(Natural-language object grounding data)
────────────────────────────────────────

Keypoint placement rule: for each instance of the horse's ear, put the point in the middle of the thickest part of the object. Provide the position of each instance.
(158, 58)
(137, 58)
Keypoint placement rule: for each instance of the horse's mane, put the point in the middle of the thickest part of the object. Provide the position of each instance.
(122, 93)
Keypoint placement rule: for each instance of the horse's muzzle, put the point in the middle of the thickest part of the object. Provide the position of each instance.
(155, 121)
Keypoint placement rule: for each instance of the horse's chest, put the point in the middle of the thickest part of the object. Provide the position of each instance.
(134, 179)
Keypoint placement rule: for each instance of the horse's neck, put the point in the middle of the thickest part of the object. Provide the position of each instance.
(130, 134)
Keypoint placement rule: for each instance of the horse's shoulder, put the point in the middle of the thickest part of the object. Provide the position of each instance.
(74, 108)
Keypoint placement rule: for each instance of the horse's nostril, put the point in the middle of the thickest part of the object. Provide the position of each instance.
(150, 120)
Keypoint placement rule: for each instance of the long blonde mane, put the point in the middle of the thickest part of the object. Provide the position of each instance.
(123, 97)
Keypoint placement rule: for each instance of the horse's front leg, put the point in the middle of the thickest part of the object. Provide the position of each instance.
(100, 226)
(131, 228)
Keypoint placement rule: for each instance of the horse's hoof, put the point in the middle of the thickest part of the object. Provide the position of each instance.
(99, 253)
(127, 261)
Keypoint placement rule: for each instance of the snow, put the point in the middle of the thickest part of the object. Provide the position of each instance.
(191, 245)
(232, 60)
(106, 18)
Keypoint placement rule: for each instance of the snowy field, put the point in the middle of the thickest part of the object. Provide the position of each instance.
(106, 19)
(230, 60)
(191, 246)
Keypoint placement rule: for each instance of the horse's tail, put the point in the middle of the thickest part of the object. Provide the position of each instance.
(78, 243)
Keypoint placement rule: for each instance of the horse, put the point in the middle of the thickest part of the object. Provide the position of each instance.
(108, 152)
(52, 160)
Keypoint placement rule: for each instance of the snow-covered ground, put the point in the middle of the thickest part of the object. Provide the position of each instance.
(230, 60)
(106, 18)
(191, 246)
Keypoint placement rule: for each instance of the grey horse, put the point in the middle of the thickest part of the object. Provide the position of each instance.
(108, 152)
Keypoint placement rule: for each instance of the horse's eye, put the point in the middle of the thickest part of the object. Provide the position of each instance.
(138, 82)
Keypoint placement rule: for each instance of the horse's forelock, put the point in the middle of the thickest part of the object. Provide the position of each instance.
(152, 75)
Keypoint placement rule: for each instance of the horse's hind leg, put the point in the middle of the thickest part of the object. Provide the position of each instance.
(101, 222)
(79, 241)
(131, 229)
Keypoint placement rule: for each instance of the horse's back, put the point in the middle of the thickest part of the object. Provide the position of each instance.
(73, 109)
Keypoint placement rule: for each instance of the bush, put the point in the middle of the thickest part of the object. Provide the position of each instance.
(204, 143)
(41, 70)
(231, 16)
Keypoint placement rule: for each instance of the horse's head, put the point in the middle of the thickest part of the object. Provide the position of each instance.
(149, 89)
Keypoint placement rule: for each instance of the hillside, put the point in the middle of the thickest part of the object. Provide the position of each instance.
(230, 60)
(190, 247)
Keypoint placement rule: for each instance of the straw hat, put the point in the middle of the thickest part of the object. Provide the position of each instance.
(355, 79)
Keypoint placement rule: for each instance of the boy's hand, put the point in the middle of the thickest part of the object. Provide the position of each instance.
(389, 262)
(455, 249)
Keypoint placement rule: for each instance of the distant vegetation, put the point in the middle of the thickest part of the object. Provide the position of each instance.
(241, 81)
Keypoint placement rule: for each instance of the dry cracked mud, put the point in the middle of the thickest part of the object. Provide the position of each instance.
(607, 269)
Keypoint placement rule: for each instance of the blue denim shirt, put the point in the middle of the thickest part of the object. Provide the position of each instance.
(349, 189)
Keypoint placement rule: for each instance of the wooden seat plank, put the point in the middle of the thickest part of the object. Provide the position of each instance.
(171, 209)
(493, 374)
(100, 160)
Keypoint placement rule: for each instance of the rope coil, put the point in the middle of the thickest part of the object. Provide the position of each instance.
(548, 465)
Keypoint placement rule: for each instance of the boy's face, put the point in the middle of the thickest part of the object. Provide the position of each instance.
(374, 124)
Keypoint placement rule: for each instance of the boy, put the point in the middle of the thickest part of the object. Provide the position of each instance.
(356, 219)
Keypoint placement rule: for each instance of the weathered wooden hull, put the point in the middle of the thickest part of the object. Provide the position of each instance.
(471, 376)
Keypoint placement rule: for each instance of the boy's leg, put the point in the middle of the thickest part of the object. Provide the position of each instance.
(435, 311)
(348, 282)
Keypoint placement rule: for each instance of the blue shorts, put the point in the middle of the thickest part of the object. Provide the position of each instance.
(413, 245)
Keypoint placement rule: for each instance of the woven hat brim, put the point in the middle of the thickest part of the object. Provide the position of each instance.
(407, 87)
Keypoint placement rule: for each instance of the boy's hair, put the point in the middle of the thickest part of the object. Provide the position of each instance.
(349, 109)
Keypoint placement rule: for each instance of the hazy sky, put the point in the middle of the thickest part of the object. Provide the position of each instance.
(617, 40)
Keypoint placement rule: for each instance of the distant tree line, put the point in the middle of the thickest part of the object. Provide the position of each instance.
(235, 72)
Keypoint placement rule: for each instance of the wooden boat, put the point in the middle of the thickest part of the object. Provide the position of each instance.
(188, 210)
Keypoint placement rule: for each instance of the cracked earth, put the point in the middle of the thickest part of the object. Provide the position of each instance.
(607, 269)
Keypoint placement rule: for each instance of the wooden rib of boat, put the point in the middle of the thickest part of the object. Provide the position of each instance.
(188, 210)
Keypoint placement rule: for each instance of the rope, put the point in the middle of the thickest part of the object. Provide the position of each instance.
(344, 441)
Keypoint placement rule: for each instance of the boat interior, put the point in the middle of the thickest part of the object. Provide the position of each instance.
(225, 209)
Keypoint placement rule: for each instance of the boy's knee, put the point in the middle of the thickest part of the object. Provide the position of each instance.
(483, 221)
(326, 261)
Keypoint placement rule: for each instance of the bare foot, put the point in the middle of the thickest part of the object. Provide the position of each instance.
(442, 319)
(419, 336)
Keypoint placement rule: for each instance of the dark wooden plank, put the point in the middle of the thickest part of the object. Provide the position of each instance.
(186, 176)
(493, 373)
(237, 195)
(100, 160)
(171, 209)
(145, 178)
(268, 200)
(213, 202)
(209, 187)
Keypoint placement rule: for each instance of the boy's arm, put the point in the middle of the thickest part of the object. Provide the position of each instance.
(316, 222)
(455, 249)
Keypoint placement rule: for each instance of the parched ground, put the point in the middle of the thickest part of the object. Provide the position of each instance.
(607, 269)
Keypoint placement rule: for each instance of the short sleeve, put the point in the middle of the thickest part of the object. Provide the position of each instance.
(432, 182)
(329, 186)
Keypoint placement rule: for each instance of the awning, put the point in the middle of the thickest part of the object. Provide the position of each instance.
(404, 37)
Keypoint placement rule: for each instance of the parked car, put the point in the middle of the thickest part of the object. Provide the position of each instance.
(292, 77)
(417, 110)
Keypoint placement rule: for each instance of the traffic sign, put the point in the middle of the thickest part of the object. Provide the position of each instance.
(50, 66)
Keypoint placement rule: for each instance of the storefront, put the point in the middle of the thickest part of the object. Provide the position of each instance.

────────────────────────────────────────

What is needed is each line of the data, printed exactly.

▶ [EXPECTED OUTPUT]:
Keypoint placement rule: for each instance of the horse's ear, put the point in the middle of the thickest part of the object. Provide the position of each instance.
(158, 58)
(137, 58)
Keypoint placement rule: for each instance of the horse's mane, put the point in the middle of the thickest part of the object. Provide the position of each instance.
(122, 93)
Keypoint placement rule: for each instance of the horse's muzzle, put the point in the middle of the thickest part of the object. Provide the position of each instance.
(155, 121)
Keypoint placement rule: for each instance of the horse's chest, put the point in the middle of the thickest part of the object. Provide the position of each instance.
(134, 179)
Keypoint placement rule: for each instance of the horse's neck, put the point in the middle of the thickest part of the object. Provide the position of each instance.
(130, 134)
Keypoint placement rule: for each instance of the horse's shoulder, put the point in the middle of the thickest part of the object. Provide the position of each instance.
(74, 108)
Keypoint placement rule: for each instance of the horse's nostril, put the point in the middle of the thickest part of the object. Provide the position of each instance.
(150, 120)
Keypoint placement rule: for each instance of the long blonde mane, put the point in the middle of the thickest part of the object. Provide the position of each instance.
(123, 97)
Keypoint placement rule: for each instance of the horse's front leg, put the point in the middle of the thickest part of the object. Provide the position of each instance.
(100, 226)
(131, 228)
Keypoint placement rule: for each instance of the horse's hoof, put the point in the middle of the thickest part of the object. Provide the position of each instance.
(99, 253)
(127, 261)
Keypoint placement rule: for each instance of the snow, put the point in the middle of the thickest part of the object. Provide the position of each instance.
(191, 245)
(232, 60)
(106, 18)
Keypoint placement rule: for each instance of the snowy field, put the point in the middle of the thickest part of the object. Provide the position of each instance.
(106, 19)
(230, 60)
(191, 246)
Keypoint placement rule: for each instance of the horse's tail, put the point in the middle of the thickest part of the object. Provide the position of each instance.
(78, 243)
Keypoint placement rule: for each instance of the horse, put the point in the middle of the thickest part of the object. Provide the position of each instance.
(108, 152)
(52, 160)
Keypoint placement rule: for each instance of the snow-covered ground, put the point in the middle of the thickest part of the object. Provide the position of each instance.
(230, 60)
(106, 18)
(191, 246)
Keypoint placement rule: for each instance of the grey horse, put the point in the middle of the thickest part of the object. Provide the position of each instance.
(108, 152)
Keypoint placement rule: for each instance of the horse's eye, put the point in the middle of the thickest part of the object. Provide the position of each instance.
(138, 82)
Keypoint placement rule: for each instance of the horse's forelock, put the point in the middle of the thickest part of the object. Provide the position of each instance.
(152, 75)
Keypoint placement rule: for each instance of the horse's hind leg, put the point in the middle of the thickest part of the object. Provide the position of each instance.
(101, 222)
(79, 241)
(131, 229)
Keypoint placement rule: for each instance of the horse's back, put the point in the middle of the thickest part of the object. Provide the position of each instance.
(73, 109)
Keypoint placement rule: for each instance of the bush, put the point in the middle of the thickest part of the object. Provide the position of each instance.
(204, 143)
(41, 70)
(231, 16)
Keypoint placement rule: for each instance of the horse's head, put the point in the middle of the thickest part of the object. Provide the position of each instance.
(149, 89)
Keypoint placement rule: for each instance of the hillside, put the point in the middle of the thickest part of the object. Provide the position of each instance.
(230, 60)
(190, 247)
Keypoint placement rule: for each instance of the straw hat, put the point in the middle of the thickest part of the object. Provide the position of each instance.
(355, 79)
Keypoint placement rule: for each instance of the boy's hand, put the point in the middle of the thickest part of the object. Provide the position of each instance.
(389, 262)
(455, 249)
Keypoint placement rule: for each instance of the distant vegetation, put the point in the middle of the thickest part of the object. Provide the position of each instance.
(241, 81)
Keypoint placement rule: for each instance of the dry cracked mud, put the point in the middle of the thickest part of the object. Provide the position of each instance.
(607, 269)
Keypoint placement rule: for each instance of the blue denim shirt, put the point in the middle of the thickest part of the object. Provide the position of each instance.
(349, 189)
Keypoint placement rule: for each instance of the wooden seat plank, put the point in the middle of the thickest part of the object. Provide the position of each instance.
(171, 209)
(493, 374)
(100, 160)
Keypoint placement rule: for each instance of the rope coil, put the point in the middle of the thickest part of the object. Provide the position of each instance.
(548, 465)
Keypoint placement rule: for each instance of the boy's face, put the point in the middle of the thickest part of the object. Provide the position of each instance.
(374, 124)
Keypoint placement rule: for each instance of the boy, put the point in the middle of the thickest part of the object. Provide the position of each instance.
(356, 219)
Keypoint placement rule: for each instance of the weathered wooden hull, put the point in the middle of the thickest part of the object. Provide the position of each instance.
(471, 376)
Keypoint placement rule: for each instance of the boy's leg, put the point in the middle of the thickest part of the object. Provide the position of each instance.
(435, 311)
(348, 282)
Keypoint placement rule: for each instance of the blue shorts, put the point in the middle of the thickest part of the object. Provide the position of each instance.
(413, 245)
Keypoint placement rule: for each instance of the woven hat brim, put the point in the middle of the thickest part of the object. Provide the position of each instance.
(407, 87)
Keypoint placement rule: for each instance of the boy's hair, put the point in the middle of the thickest part of the object. Provide the position of each instance.
(349, 109)
Keypoint placement rule: for each instance of the hazy sky, put the point in the middle of the thickest part of the object. Provide the position of each instance.
(617, 40)
Keypoint placement rule: for each instance of the distant tree line, put the point in the middle of the thickest part of the object. Provide the position of each instance.
(235, 72)
Keypoint placement rule: for each instance of the wooden boat, put the point in the middle of the thickest part of the object. Provide the position of each instance.
(188, 210)
Keypoint placement rule: for each instance of the cracked earth, put the point in the middle of the thickest part of the object. Provide the position of each instance.
(607, 269)
Keypoint placement rule: for each instance of the wooden rib of boat, put the point in the middle of the thickest part of the object. Provide the position of each instance.
(188, 210)
Keypoint placement rule: for each instance of the rope, put the point in the middle of the thickest part of the object. Provide the position of each instance.
(344, 441)
Keypoint placement rule: for each instance of the boat interior, put the point in the middle of the thickest part of the object. Provide the position of each instance.
(225, 209)
Keypoint placement rule: for each instance of the boy's knee, put the point in the middle of the thickest part of the object. Provide the position of each instance.
(483, 221)
(326, 261)
Keypoint placement rule: for each instance of the bare foot, put the point in the middle of the thickest part of the object. Provide the position of each instance.
(442, 319)
(419, 336)
Keypoint placement rule: for each instance of the dark wooden plank, put the point in the middle of the thickest part of the object. Provide the position of each instance.
(186, 176)
(493, 373)
(237, 195)
(100, 160)
(171, 209)
(145, 178)
(268, 200)
(213, 202)
(209, 187)
Keypoint placement rule: for each instance of the boy's arm, put the point in the middle of the thickest part of the object. Provide the position of each instance.
(316, 222)
(455, 249)
Keypoint placement rule: for each instance of the parched ground, put the point in the middle of the thickest part of the object. Provide the position of each instance.
(607, 269)
Keypoint placement rule: for each instance of the short sleeve, put the point in the middle of the thickest part of the object. Provide the position of each instance.
(432, 182)
(329, 186)
Keypoint placement rule: for each instance of the awning, put the point in the middle of the thickest part of the object. Provide the position of each instance.
(404, 37)
Keypoint placement rule: for each instance of the parked car, put the point in the middle of the thickest part of the object. Provide the position of each instance.
(292, 77)
(417, 110)
Keypoint placement rule: for each instance of the traffic sign, put the point in the middle of the thickest part of the object. Provide the position of each instance.
(50, 66)
Keypoint placement rule: for each instance of the storefront, put the point in the middle of the thickest part of the object. Provide the position of each instance.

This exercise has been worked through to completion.